>> Start Task inputs
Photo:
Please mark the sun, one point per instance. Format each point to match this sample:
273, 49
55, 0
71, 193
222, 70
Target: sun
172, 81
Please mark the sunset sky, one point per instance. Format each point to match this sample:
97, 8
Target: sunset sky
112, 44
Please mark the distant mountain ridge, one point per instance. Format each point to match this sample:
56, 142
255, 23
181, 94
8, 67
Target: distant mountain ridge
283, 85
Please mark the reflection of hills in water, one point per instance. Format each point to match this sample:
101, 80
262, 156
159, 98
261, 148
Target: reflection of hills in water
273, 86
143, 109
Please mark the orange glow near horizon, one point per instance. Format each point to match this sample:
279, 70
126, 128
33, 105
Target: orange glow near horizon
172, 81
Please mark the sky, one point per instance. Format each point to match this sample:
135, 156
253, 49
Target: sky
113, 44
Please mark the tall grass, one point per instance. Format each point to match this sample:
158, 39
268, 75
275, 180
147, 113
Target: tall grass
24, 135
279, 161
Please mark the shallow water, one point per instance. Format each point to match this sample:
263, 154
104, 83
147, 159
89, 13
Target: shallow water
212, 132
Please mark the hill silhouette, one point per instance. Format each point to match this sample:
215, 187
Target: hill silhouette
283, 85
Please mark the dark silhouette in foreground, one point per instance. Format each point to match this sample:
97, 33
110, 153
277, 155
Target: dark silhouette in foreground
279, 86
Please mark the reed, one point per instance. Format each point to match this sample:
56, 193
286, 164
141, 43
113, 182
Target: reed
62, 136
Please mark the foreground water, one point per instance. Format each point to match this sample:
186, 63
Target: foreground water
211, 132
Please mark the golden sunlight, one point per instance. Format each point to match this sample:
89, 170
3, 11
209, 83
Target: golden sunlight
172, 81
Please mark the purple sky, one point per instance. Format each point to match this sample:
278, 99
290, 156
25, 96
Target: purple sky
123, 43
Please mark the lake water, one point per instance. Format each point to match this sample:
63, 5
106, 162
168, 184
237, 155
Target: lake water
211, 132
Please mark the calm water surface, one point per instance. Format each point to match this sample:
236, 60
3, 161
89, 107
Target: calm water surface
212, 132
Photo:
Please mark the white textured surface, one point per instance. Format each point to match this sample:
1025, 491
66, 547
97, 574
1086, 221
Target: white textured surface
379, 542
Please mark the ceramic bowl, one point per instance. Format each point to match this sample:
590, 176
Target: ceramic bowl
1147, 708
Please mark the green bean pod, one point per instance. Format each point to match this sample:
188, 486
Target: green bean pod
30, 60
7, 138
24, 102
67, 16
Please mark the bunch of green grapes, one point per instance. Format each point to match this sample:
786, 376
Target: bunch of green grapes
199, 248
>> End Task inputs
## Stated goal:
Could you copy out the records again, starting with the line that contains "Please mark the calm" (that line included) and going on through the end of the records, shifting every answer point coordinate up by 65? Reproduce the requests and their sample points unchanged.

## Task solution:
Please mark the calm water surface, one point per instance. Format each point to match this sample:
236, 60
3, 161
89, 107
Target: calm water surface
277, 197
Photo:
Please mark the white textured surface, one point per instance. Format each point to match this sample:
1025, 491
66, 547
97, 574
1086, 221
Target: white textured surface
444, 607
Please mark the ceramic bowl, one point per instance. Format each point to match this sample:
590, 176
Target: ceramic bowl
1212, 773
Please mark the green bean pod, one point per instance. Format each point to match this sample:
188, 486
Target: green bean pod
95, 125
72, 203
89, 167
132, 81
Please mark the bunch of green grapes, one point per instance. Format each point to match this sample:
786, 376
Target: bunch of green grapes
264, 313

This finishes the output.